(Entries for pointing and labeling)

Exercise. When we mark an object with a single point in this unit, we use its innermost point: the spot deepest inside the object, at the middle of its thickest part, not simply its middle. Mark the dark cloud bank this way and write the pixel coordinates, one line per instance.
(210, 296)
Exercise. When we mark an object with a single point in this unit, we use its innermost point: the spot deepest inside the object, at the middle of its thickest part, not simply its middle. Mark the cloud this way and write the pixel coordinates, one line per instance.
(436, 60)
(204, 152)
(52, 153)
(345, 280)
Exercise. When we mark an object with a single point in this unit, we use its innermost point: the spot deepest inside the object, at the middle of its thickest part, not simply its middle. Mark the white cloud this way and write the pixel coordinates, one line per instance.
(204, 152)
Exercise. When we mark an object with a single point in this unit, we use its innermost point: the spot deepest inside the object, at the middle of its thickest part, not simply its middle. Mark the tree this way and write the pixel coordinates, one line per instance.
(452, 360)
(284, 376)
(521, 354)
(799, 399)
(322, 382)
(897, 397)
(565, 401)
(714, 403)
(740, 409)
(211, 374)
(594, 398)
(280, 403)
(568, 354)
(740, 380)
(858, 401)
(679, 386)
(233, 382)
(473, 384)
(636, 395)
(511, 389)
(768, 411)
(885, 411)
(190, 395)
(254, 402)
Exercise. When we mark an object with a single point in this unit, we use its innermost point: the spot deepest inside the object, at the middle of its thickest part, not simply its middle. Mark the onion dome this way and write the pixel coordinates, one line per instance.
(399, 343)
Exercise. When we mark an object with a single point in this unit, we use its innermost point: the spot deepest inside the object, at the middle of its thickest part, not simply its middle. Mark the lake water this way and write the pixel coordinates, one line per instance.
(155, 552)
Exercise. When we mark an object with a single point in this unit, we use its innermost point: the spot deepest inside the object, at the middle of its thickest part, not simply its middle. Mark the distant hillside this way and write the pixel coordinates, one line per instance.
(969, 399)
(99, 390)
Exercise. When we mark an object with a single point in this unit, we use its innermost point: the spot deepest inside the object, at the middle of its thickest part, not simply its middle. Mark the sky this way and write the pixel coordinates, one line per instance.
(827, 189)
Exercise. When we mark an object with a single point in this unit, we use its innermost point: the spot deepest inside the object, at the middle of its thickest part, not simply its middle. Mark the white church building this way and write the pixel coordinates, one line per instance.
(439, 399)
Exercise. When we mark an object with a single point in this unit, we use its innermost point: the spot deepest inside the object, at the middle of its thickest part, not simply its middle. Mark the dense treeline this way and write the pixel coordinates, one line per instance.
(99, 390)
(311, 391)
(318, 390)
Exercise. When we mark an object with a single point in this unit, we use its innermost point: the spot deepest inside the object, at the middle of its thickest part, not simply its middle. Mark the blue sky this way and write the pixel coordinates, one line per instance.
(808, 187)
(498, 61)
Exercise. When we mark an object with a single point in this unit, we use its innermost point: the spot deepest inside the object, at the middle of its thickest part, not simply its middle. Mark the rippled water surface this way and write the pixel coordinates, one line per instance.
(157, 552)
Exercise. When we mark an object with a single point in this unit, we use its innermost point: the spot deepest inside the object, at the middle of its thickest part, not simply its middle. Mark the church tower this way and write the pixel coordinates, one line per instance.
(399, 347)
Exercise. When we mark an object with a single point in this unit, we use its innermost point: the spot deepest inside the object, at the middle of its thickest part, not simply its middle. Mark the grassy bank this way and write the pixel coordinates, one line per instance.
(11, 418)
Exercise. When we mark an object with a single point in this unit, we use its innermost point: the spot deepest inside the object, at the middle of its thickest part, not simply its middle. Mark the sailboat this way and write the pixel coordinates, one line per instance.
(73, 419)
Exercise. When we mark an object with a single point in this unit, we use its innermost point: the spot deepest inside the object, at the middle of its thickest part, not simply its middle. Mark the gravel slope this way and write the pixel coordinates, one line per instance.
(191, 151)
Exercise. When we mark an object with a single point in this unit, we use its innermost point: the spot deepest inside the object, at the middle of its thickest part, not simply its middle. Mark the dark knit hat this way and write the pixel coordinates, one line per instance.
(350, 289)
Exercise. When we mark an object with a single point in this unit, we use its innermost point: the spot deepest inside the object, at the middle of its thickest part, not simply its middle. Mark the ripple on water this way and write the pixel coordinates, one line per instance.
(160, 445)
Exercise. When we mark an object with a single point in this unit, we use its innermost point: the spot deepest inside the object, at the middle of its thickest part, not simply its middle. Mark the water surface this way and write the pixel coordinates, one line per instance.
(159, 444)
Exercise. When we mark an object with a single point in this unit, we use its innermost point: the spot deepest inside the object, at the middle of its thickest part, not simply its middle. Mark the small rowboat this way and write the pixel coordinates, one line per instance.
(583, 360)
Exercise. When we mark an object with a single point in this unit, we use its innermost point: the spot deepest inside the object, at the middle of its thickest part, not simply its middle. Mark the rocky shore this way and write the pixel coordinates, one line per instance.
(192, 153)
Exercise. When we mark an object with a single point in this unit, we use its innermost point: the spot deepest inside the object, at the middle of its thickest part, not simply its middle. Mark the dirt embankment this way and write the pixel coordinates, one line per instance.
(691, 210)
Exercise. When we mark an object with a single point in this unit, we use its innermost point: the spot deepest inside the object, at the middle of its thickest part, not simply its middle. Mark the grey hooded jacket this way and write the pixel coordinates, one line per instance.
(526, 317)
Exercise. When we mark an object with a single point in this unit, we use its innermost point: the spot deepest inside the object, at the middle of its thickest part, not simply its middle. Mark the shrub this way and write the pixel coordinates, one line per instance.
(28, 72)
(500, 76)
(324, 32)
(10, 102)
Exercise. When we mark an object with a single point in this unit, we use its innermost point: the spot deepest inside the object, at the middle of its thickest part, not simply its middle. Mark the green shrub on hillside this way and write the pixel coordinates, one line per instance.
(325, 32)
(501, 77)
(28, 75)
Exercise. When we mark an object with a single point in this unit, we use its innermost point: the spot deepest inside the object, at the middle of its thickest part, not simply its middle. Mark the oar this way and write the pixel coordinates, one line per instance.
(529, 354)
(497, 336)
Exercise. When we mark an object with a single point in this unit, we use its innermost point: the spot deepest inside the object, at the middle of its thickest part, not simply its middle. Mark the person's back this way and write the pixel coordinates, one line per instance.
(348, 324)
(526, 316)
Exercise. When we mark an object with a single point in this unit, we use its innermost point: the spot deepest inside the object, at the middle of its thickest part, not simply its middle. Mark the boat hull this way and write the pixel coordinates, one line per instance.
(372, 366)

Work to be completed >>
Copy out every entry above, swapping "pixel coordinates" for "image coordinates" wherever it occurs and keeping all other wording the same.

Reply to the exercise >>
Exercise. When we mark an object with a single point in this unit, we use its innermost point: the spot deepest inside the object, at the middle of its thickest part, not simply its middle. Mark the dark cloud bank this way and write the image coordinates, one line per instance.
(210, 296)
Exercise. When we mark an object with a single point in this unit, we use its innermost point: the spot deepest inside the object, at the middle of its thickest part, not simply its middle. Mark the cloud this way and write the image coordinates, one line per instance.
(436, 60)
(204, 152)
(52, 153)
(345, 280)
Exercise. When we mark an object with a single point in this unit, we use its innermost point: the spot deepest inside the object, at the middle of its thickest part, not simply its middle. Mark the white cloud this way and write the image coordinates, one line per instance.
(204, 152)
Exercise. When we mark an object with a single point in this unit, we use its innermost point: the spot deepest inside the object, at the middle of its thickest part, not simply its middle. Mark the tree this way and write the image coordinates, one line per instance.
(452, 360)
(284, 376)
(521, 354)
(799, 399)
(322, 382)
(897, 397)
(565, 401)
(714, 403)
(740, 409)
(211, 374)
(594, 398)
(280, 403)
(568, 354)
(740, 380)
(858, 401)
(679, 386)
(233, 382)
(473, 384)
(636, 395)
(511, 389)
(768, 411)
(885, 411)
(190, 395)
(254, 402)
Exercise. When we mark an object with a single point in this unit, we use its innermost point: the spot deepest inside the object, at the middle of its thickest part, not simply its middle. Mark the onion dome this way and write the image coordinates, one line per instance.
(399, 343)
Exercise. When we mark an object with a single point in this unit, we use its innermost point: the spot deepest inside the object, at the middle of its thickest part, not simply its middle. Mark the lake water this way and write the image coordinates, one line per instance.
(155, 552)
Exercise. When we mark an object with a single point in this unit, we use its innermost point: the spot deepest inside the object, at the middle of its thickest part, not simply its middle. Mark the distant hillside this way and write the image coordinates, one line per instance.
(969, 399)
(99, 390)
Exercise. When we mark an object with a single point in this unit, we use its innermost point: the spot deepest inside the object, at the middle of its thickest part, not simply its middle. Mark the sky this way and write the image coordinates, one line per instance.
(827, 189)
Exercise. When we mark an object with a single point in this unit, we use its innermost point: the spot deepest inside the object, at the middle of its thickest part, not simply its middle. Mark the white church building this way and write the image coordinates, one line per instance.
(439, 399)
Exercise. When we mark an object with a single point in this unit, we use its innermost point: the spot deepest inside the object, at the middle of its thickest part, not simply its middle. Mark the dense treeline this way and write the image coordinates, one line per instance.
(99, 390)
(311, 391)
(318, 390)
Exercise. When we mark an object with a single point in this unit, we use its innermost point: the spot deepest inside the object, at the middle of its thickest part, not simply its middle. Mark the blue sky this way and write the image coordinates, one line per instance.
(808, 187)
(498, 61)
Exercise. When we mark an object with a single point in this unit, we use its innermost point: the spot deepest inside the object, at the middle of its thickest part, not simply its middle. Mark the rippled water surface this way and write the image coordinates, one line per instance.
(157, 552)
Exercise. When we mark an object with a single point in this unit, we use its innermost point: the spot deepest inside the object, at the middle of its thickest part, not simply its middle. Mark the church tower this way and write the image coordinates, one line per instance.
(399, 347)
Exercise. When we mark an object with a single point in this unit, we use its innermost point: the spot deepest inside the object, at the middle of its thickest part, not simply its middle. Mark the grassy bank this way and write the image coordinates, one line per instance.
(11, 418)
Exercise. When we mark an object with a single point in this unit, we use its innermost point: the spot deepest inside the object, at the middle of its thickest part, not simply its middle. Mark the sailboat this way and write the image coordinates, one line per instance.
(73, 419)
Exercise. When we mark an object with a single point in this unit, we use its innermost point: the spot deepest inside the object, at the middle of its thickest part, not simply its middle. Mark the gravel slope this way and write the image coordinates, one line per instance.
(191, 151)
Exercise. When we mark an object with a single point in this unit, we use its innermost point: the spot deepest inside the object, at the middle of its thickest part, not simply its middle. Mark the dark knit hat this way and write the image coordinates, one line per instance.
(350, 289)
Exercise. When we mark an object with a single point in this unit, we use its innermost point: the spot deepest inside the object, at the middle of its thickest part, not simply its middle. Mark the ripple on water this way and write the image coordinates, one line per instance.
(160, 445)
Exercise. When we mark an object with a single point in this unit, we use its innermost point: the spot deepest inside the object, at the middle of its thickest part, not simply its middle. Mark the water surface this way and write the image coordinates, one line per instance.
(159, 444)
Exercise. When we mark an object with a single point in this unit, we use its innermost point: the spot deepest inside the object, at the middle of its thickest part, not simply its middle. Mark the small rowboat this way and write the image coordinates, one line per instance.
(583, 360)
Exercise. When we mark an object with a single point in this unit, we use its innermost point: the spot deepest inside the object, at the middle of its thickest part, not simply its middle. Mark the rocky shore this way and write the image coordinates, one line per instance.
(192, 153)
Exercise. When we mark an object with a single point in this unit, we use its innermost point: the spot deepest inside the object, at the middle of its thickest part, not simply its middle. Mark the dirt embankment this way and write the image coordinates, one line per instance.
(691, 210)
Exercise. When we mark an object with a single point in this unit, we use its innermost point: the spot deepest inside the object, at the middle of its thickest part, not simply its middle. Mark the grey hooded jacket this way and write the image coordinates, one line per instance.
(526, 317)
Exercise. When we mark an object with a single point in this unit, we use its innermost point: the spot deepest inside the object, at the middle of its thickest part, not simply its middle. Mark the shrub this way and write the image coordinates, one line per instance.
(28, 72)
(500, 76)
(324, 32)
(10, 102)
Exercise. When we mark an object with a single point in this unit, we use its innermost point: the spot deepest inside the object, at the middle of its thickest part, not simply its middle. Mark the green shrub on hillside this way and write the image coordinates, one line per instance.
(325, 32)
(501, 77)
(28, 75)
Exercise. When we mark an object with a single point in this unit, we use its innermost point: the spot deepest inside the object, at the middle of its thickest part, not simply its middle. Mark the oar this way and write the image coordinates, one line per instance.
(529, 354)
(497, 336)
Exercise. When we mark an object with a single point in this unit, we use its innermost point: the spot deepest inside the object, at the middle of its thickest part, not simply its middle. Mark the person's back this way and write the image coordinates, one line per instance.
(348, 324)
(526, 316)
Exercise. When we mark an object with a single point in this unit, we use its innermost point: the spot deepest inside the object, at the middle of its thickest part, not simply its middle. Mark the boat hull this way and write the image coordinates, one line per instance.
(372, 366)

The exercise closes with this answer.